[TASK STATEMENT] Render the records as a numbered list, from the line containing "Practice: put a marker on each instance of the woman's ear" through the last line, leaving out any blank lines.

[DATA PROVIDED]
▬▬▬▬▬▬
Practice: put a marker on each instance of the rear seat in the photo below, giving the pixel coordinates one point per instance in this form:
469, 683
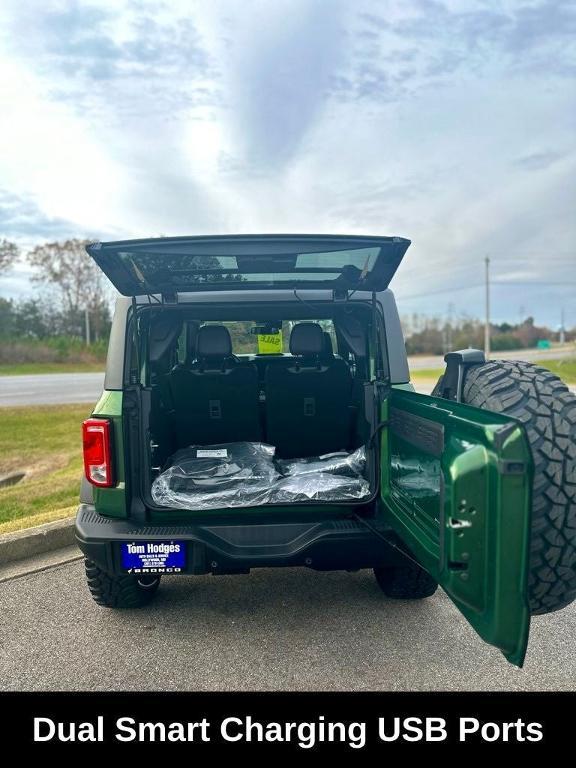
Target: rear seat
215, 398
308, 398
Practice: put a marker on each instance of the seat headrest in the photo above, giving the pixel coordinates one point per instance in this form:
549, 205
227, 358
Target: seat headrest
307, 339
213, 341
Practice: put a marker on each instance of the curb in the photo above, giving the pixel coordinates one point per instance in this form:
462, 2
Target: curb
36, 541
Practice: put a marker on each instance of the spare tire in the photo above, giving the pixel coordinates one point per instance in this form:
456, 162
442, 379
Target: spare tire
547, 409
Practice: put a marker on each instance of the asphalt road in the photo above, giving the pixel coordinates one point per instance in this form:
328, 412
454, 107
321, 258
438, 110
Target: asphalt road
270, 630
51, 388
532, 355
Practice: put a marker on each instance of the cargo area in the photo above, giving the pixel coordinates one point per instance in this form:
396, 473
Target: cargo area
256, 411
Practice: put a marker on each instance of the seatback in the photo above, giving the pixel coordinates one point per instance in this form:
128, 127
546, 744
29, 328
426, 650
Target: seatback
308, 398
215, 398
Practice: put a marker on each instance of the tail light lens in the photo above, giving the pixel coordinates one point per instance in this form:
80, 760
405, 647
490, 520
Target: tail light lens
97, 442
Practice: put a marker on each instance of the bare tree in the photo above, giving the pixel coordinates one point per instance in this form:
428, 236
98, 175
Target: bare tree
8, 254
67, 268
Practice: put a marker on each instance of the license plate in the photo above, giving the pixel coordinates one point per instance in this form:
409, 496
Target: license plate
153, 556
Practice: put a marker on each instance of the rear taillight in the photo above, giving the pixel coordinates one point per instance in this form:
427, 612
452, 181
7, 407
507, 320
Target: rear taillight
97, 442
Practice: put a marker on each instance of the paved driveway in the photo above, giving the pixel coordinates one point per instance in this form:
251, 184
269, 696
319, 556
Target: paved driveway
271, 630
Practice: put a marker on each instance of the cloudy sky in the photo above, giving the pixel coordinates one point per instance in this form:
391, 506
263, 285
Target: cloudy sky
450, 122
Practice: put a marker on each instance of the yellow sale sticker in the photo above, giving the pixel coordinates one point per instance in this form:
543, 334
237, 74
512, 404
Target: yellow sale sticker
270, 343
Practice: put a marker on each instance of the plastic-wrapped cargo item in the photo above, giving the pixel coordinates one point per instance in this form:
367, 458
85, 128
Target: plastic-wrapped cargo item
338, 463
211, 475
246, 475
318, 486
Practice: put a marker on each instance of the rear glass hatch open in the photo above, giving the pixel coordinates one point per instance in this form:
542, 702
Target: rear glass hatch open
168, 266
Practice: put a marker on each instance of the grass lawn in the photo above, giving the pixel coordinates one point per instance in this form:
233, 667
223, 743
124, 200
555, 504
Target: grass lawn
46, 442
564, 367
20, 369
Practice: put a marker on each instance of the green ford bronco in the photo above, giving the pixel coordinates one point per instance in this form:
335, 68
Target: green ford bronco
257, 412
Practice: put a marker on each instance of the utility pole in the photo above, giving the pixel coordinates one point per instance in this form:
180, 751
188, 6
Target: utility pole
487, 321
87, 325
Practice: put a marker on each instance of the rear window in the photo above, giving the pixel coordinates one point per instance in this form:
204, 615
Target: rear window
181, 269
259, 337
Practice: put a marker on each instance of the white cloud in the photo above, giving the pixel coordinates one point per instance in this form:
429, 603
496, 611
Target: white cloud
451, 123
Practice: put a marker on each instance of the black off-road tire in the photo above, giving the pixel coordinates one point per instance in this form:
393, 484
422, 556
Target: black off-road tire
125, 591
405, 582
547, 408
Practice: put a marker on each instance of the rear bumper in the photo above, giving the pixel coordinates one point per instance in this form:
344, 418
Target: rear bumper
328, 545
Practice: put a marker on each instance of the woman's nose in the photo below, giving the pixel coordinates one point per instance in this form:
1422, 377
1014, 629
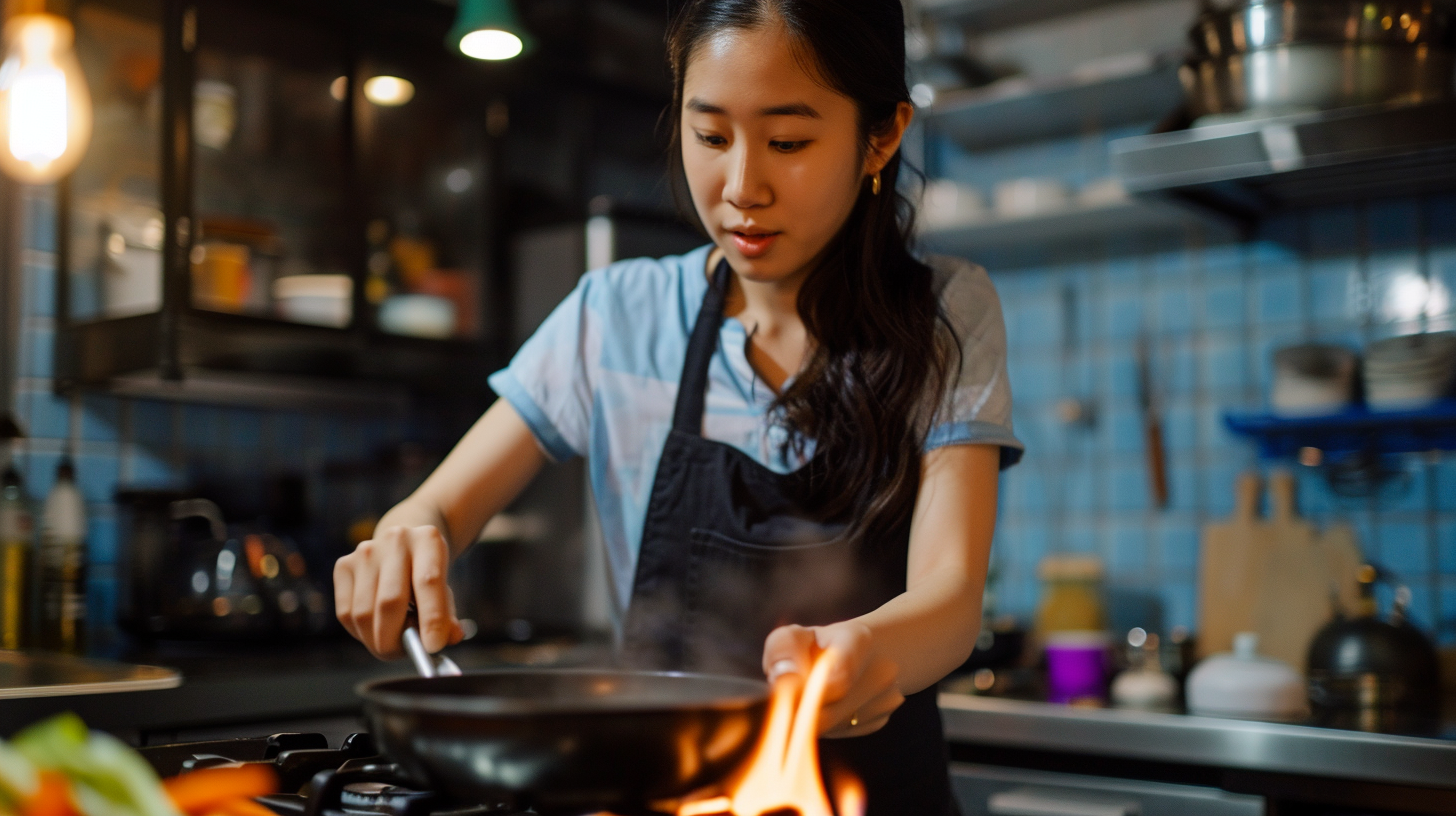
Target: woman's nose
746, 185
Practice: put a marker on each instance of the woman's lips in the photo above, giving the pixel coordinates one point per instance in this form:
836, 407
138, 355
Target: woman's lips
753, 245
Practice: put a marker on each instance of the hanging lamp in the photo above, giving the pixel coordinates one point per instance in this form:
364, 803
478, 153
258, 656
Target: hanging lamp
45, 114
488, 29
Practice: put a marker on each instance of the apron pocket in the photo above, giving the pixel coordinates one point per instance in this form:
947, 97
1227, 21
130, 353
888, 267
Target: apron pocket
737, 592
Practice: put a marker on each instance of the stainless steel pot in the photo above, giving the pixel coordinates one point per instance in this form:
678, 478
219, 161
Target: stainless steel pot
1290, 56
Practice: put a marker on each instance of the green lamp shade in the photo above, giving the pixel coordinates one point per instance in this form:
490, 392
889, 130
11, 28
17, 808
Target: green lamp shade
488, 29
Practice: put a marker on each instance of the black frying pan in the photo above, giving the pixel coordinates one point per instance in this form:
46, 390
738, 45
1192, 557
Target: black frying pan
567, 740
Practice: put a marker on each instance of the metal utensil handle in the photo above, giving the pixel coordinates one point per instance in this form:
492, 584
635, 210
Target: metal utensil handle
425, 663
417, 653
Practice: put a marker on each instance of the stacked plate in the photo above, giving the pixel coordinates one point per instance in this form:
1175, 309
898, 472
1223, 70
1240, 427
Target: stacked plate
1314, 379
1410, 372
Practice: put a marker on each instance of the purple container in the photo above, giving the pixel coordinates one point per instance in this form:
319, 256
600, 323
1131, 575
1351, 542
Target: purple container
1076, 666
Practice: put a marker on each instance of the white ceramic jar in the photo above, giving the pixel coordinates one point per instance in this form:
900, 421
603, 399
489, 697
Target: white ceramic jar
1241, 684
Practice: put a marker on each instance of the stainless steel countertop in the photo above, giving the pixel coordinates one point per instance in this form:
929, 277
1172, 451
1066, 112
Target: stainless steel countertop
38, 673
1200, 740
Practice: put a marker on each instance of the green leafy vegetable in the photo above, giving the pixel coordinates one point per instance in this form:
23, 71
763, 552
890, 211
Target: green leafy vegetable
108, 777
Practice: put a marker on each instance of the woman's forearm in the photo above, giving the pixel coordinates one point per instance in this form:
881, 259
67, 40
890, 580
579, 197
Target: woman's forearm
417, 512
931, 628
494, 461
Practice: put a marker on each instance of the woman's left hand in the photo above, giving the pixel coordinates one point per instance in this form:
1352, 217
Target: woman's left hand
861, 692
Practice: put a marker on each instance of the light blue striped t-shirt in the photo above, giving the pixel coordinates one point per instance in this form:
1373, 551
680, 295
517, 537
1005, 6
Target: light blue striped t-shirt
599, 379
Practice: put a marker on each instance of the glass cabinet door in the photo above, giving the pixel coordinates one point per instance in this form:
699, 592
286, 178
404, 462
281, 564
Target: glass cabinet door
421, 128
270, 166
115, 225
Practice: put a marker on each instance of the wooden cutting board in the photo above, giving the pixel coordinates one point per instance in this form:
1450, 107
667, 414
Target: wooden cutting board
1279, 576
1229, 560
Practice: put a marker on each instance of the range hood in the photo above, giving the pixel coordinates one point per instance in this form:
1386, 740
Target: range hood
1251, 168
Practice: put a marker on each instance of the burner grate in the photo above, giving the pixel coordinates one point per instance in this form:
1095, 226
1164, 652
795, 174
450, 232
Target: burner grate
316, 780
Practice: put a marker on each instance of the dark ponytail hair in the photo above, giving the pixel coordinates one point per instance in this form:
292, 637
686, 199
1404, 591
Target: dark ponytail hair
878, 362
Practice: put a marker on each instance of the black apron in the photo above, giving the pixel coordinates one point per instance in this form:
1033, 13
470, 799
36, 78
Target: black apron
733, 550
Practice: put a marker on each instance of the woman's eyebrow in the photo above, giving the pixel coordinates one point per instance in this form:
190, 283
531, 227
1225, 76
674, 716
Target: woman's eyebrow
795, 110
699, 107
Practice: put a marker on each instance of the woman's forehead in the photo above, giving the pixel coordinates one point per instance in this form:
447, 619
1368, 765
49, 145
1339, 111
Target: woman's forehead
754, 72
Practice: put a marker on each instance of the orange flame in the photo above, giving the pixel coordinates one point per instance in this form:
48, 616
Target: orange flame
784, 774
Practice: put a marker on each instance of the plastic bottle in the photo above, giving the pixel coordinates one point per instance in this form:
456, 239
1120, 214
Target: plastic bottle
63, 564
16, 535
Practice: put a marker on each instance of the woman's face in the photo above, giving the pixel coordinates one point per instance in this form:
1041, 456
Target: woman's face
773, 158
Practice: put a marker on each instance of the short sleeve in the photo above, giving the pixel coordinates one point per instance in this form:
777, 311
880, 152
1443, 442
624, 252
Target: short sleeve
549, 381
976, 405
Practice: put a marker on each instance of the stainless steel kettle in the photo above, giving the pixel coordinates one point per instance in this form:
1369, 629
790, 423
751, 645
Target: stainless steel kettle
1373, 673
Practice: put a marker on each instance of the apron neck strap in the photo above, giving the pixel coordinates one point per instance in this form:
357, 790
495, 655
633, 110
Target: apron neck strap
692, 386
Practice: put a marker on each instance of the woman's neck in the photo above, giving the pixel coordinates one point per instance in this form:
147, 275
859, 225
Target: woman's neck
769, 312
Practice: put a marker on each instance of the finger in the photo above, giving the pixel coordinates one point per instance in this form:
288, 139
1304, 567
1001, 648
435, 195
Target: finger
852, 646
390, 601
864, 727
788, 650
361, 602
875, 694
867, 719
430, 561
457, 633
344, 593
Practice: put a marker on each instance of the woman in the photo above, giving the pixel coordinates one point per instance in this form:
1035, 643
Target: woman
817, 471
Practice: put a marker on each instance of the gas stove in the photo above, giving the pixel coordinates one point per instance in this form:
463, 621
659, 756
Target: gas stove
318, 780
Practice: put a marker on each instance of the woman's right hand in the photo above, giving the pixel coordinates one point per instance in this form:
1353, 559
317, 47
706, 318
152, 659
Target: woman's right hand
374, 586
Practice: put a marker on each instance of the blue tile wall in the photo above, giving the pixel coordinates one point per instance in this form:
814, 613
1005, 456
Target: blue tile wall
1213, 314
140, 443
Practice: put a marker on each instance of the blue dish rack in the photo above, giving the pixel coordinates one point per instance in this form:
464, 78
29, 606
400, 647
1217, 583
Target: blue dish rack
1431, 427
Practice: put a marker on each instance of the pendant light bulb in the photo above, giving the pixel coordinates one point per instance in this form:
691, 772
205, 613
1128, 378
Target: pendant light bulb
488, 29
45, 115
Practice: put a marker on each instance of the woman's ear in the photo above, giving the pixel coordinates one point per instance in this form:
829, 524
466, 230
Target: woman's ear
883, 144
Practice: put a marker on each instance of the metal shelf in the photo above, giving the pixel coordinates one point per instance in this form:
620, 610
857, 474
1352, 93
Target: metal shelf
1070, 226
990, 15
1027, 110
1353, 430
1248, 169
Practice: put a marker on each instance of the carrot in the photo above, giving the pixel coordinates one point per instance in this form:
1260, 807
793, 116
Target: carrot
53, 797
240, 807
203, 791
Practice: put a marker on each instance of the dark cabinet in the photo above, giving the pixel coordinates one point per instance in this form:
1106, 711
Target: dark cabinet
281, 194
▬▬▬▬▬▬
[FINISHED EXERCISE]
1. Practice: put a marker on each instance of the woman's ear in the photo above, giving the pixel coordinates one point per instance in this form:
2. 829, 524
3. 466, 230
4. Target: woman's ear
5. 883, 144
6. Practice: put a marker on each instance of the metal shelf in the photo above, giving the pixel coordinates one point per instance in this form:
7. 620, 610
8. 857, 474
9. 1352, 93
10. Target: metal shelf
11. 1070, 226
12. 990, 15
13. 1027, 110
14. 1353, 430
15. 1248, 169
16. Practice: put a marker on each instance of the carrot in the photo above, giving the pixel coordinates one point per instance in this form:
17. 1260, 807
18. 793, 116
19. Target: carrot
20. 53, 797
21. 240, 807
22. 203, 791
23. Practice: put a marker on each instance of the dark cabinet in the photo above, giving the pixel coordinates one point per instance in this form:
24. 1106, 711
25. Target: dark cabinet
26. 281, 194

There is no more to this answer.